I'm trying to run an AB test - comparing revenue amongst variants on websites.
Our standard approach (using t-tests) didn't seem like it would work because revenue can't be modelled binomially. However, I read about bootstrapping and came up with the following code:
import numpy as np
import scipy.stats as stats
import random
def resampler(original_array, number_of_samples):
sample_array = np.zeros(number_of_samples)
choice = random.choice
for i in range(number_of_samples):
sample_array[i] = sum([choice(original_array) for _ in range(len(original_array))])
y = stats.normaltest(sample_array)
if y[1] > 0.001:
print y
new_y = resampler(original_array, number_of_samples * 2)
y = new_y
return sample_array
Basically, randomly sample from the 'revenue vector' (a sparsely populated vector - a zero for all non-converting visitors) and sum the resulting vectors until you've got a normal distribution.
I can perform this for both test groups at which point I've got two normally distributed quantities for t-testing. Using scipy.stats.ttest_ind
I was able to get results that looked someway reasonable.
However, I wondered what the effect of running this procedure on cookie split would be (expected each group to see 50% of the cookies). Here, I saw something fairly unexpected - given the following code:
x = [272898,389076,61091,65251,10060,1468815,216014,25863,42421,476379,73761]
y = [274253,387941,61333,65020,10056,1466908,214679,25682,42873,474692,73837]
print stats.ttest_ind(x,y)
I get the output: (0.0021911476165975929, 0.99827342714956546)
Not at all significant (I think I'm interpreting that correctly?)
However, when I run this code:
for i in range(1000, 100000, 5000):
one_array = resampler(x,i)
two_array = resampler(y,i)

- - - -

- EXERCISES:
1. In the A/B testing post, from "I'm trying to" to "sample_array = np.zeros(number_of_samples)", swap "revenue" for "sales" and give that stretch again.
2. Extend the forum post on bootstrapping revenue for an A/B test, picking up after its last line.

- SUPPLIED ENTRIES:
- - - -

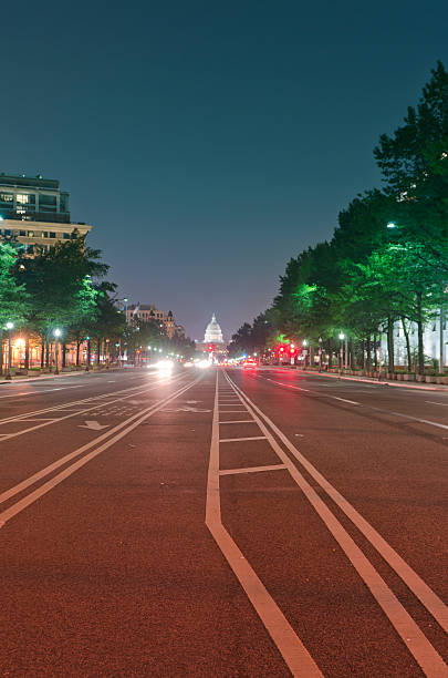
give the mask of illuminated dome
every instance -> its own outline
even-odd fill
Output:
[[[223,343],[222,331],[215,314],[211,316],[211,321],[207,325],[204,343]]]

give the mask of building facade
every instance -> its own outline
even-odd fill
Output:
[[[69,193],[58,179],[0,174],[0,230],[4,239],[33,256],[59,242],[70,240],[74,230],[86,235],[92,226],[70,219]]]
[[[153,304],[132,304],[126,308],[126,322],[129,327],[136,327],[139,322],[152,320],[158,322],[160,327],[165,327],[169,339],[174,338],[177,326],[173,311],[159,310]]]

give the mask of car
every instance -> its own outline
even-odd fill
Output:
[[[243,369],[253,369],[258,367],[258,361],[253,358],[247,358],[242,363]]]

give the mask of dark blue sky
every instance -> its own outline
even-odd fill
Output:
[[[212,311],[229,338],[267,308],[448,66],[441,1],[15,6],[0,170],[60,178],[119,292],[192,338]]]

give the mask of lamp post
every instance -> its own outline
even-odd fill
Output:
[[[55,337],[55,341],[54,341],[54,373],[59,374],[59,364],[58,364],[58,353],[59,353],[59,338],[61,337],[62,332],[59,329],[59,327],[56,327],[56,329],[53,332],[54,337]]]
[[[91,369],[91,338],[85,338],[87,341],[87,364],[85,366],[85,371],[88,372]]]
[[[12,349],[11,349],[11,330],[13,329],[14,323],[9,321],[7,322],[7,330],[8,330],[8,370],[7,370],[7,376],[6,379],[12,379],[11,376],[11,362],[12,362]]]
[[[303,369],[305,370],[306,369],[306,357],[308,357],[308,348],[306,348],[308,347],[308,341],[306,341],[306,339],[303,339],[302,346],[304,348],[304,350],[302,351],[302,353],[303,353]]]
[[[381,328],[381,326],[378,327],[378,335],[379,335],[379,341],[378,341],[378,381],[381,381],[383,379],[383,367],[382,367],[382,361],[383,361],[383,356],[382,356],[382,328]]]
[[[345,339],[345,335],[344,332],[340,333],[340,341],[341,341],[341,346],[340,346],[340,374],[342,374],[342,370],[344,367],[344,339]]]

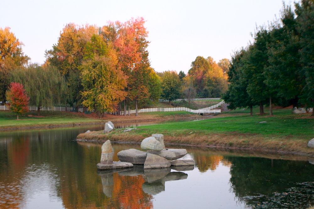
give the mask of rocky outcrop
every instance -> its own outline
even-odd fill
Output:
[[[165,149],[166,148],[165,147],[165,143],[164,143],[164,135],[161,134],[152,134],[152,136],[154,137],[157,141],[159,142],[161,144],[163,149]]]
[[[311,148],[314,148],[314,138],[309,141],[307,143],[307,146]]]
[[[144,139],[141,143],[141,148],[149,150],[159,151],[164,149],[161,143],[153,137],[149,137]]]
[[[120,160],[133,164],[144,164],[147,155],[146,152],[135,149],[122,150],[118,153],[118,157]]]
[[[104,129],[104,133],[106,133],[110,132],[113,130],[114,128],[114,126],[113,126],[107,122],[105,124],[105,129]]]
[[[170,167],[170,161],[156,155],[147,153],[147,156],[144,164],[144,169],[162,168]]]
[[[102,164],[112,164],[113,158],[113,150],[110,140],[107,140],[101,146],[101,157],[100,163]]]
[[[174,166],[192,165],[194,166],[194,161],[193,160],[175,160],[171,162],[171,165]]]
[[[148,153],[159,155],[169,160],[174,160],[182,158],[187,153],[185,149],[168,149],[160,151],[148,150]]]

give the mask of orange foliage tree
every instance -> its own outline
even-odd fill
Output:
[[[7,92],[7,100],[11,111],[16,113],[17,120],[19,115],[27,112],[28,101],[30,98],[25,93],[24,87],[19,83],[11,83]]]

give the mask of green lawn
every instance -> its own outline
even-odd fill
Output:
[[[202,134],[236,132],[258,134],[265,136],[296,137],[308,140],[314,137],[314,119],[309,116],[292,114],[290,110],[273,111],[274,116],[249,115],[249,109],[225,112],[236,116],[213,117],[197,121],[182,122],[139,127],[141,133],[160,132],[171,135],[184,134],[191,131]],[[256,113],[257,110],[254,110]],[[237,113],[247,113],[245,115]],[[223,116],[222,114],[220,116]],[[259,123],[266,121],[266,123]]]
[[[30,112],[27,115],[36,115],[36,112]],[[71,113],[63,112],[41,111],[44,117],[22,116],[16,120],[16,115],[8,111],[0,111],[0,128],[3,127],[32,126],[45,126],[54,125],[78,124],[96,122],[99,121],[82,117]]]

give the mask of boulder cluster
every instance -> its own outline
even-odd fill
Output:
[[[141,151],[130,149],[118,153],[118,157],[122,161],[133,164],[144,165],[144,169],[160,169],[171,166],[194,166],[193,160],[179,159],[187,153],[185,149],[166,149],[164,135],[153,134],[144,139],[141,143]]]
[[[171,166],[194,166],[193,160],[179,159],[187,153],[187,150],[166,149],[162,134],[153,134],[144,139],[141,148],[146,152],[135,149],[122,150],[117,154],[120,161],[113,161],[111,143],[107,140],[101,147],[100,162],[97,164],[97,168],[99,170],[124,168],[132,167],[133,164],[143,165],[144,169],[162,169]]]

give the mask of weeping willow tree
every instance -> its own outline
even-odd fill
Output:
[[[11,72],[11,80],[22,84],[30,97],[30,104],[37,107],[40,115],[42,107],[66,105],[71,101],[64,77],[55,67],[32,64]]]

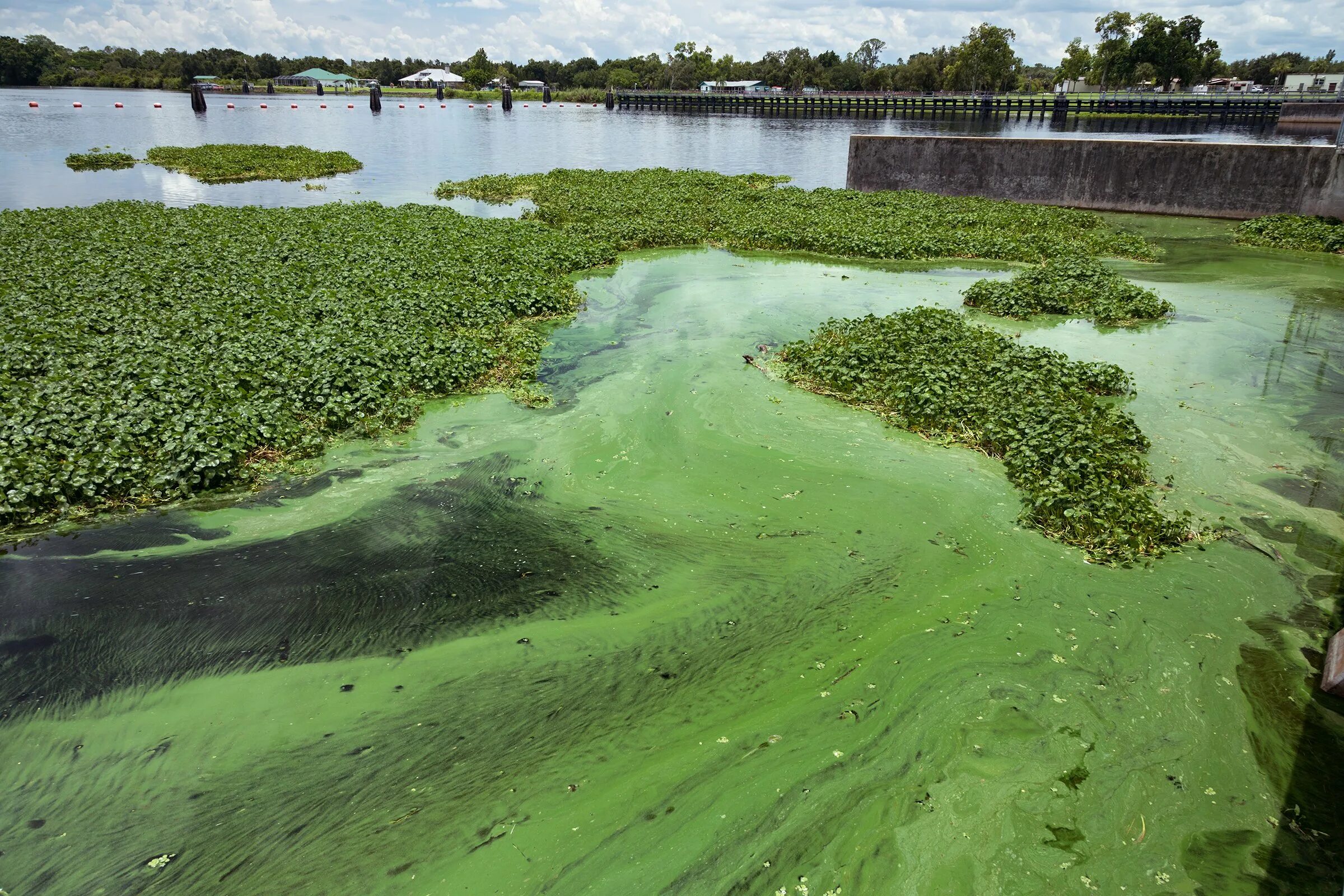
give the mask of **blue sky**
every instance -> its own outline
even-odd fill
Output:
[[[277,55],[464,59],[484,46],[492,58],[598,59],[665,52],[679,40],[715,55],[757,59],[766,50],[810,47],[847,52],[867,38],[887,42],[887,60],[956,43],[980,21],[1017,32],[1028,63],[1059,62],[1071,38],[1093,38],[1110,3],[1017,0],[4,0],[0,34],[46,34],[66,46],[237,47]],[[1198,15],[1224,59],[1297,50],[1344,54],[1344,0],[1145,5],[1168,17]]]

- - - -

- EXPECTED OUTPUTS:
1.
I'm trying to run an AB test - comparing sales amongst variants on websites.
Our standard approach (using t-tests) didn't seem like it would work because sales can't be modelled binomially. However, I read about bootstrapping and came up with the following code:
import numpy as np
import scipy.stats as stats
import random
def resampler(original_array, number_of_samples):
sample_array = np.zeros(number_of_samples)

2.
t_value, p_value = stats.ttest_ind(one_array, two_array)
t_value_array.append(t_value)
p_value_array.append(p_value)
print np.mean(t_value_array)
print np.mean(p_value_array)
I get: 0.642213492773 0.490587258892
I'm not really sure how to interpret these numbers - as far as I'm aware, I've repeatedly generated normal distributions from the actual cookie splits (each number in the array represents a different site). In each of these cases, I've used a t-test on the two distributions and gotten a t-statistic and a p-value.
Is this a legitimate thing to do? I only ran these tests multiple times because I was seeing so much variation in the p-value and t-statistic when not doing this.
Am I missing an obvious way to run this kind of test?
Cheers,
Matt
p.s
The data we have: Website 1 : test group 1: unique cookies: revenue Website 1 : test group 2: unique cookies: revenue Website 2 : test group 1: unique cookies: revenue Website 2 : test group 2: unique cookies: revenue e.t.c.
What we'd like:
Test group x is beating test group y with z% certainty
(null hypothesis of test group 1 = test group 2)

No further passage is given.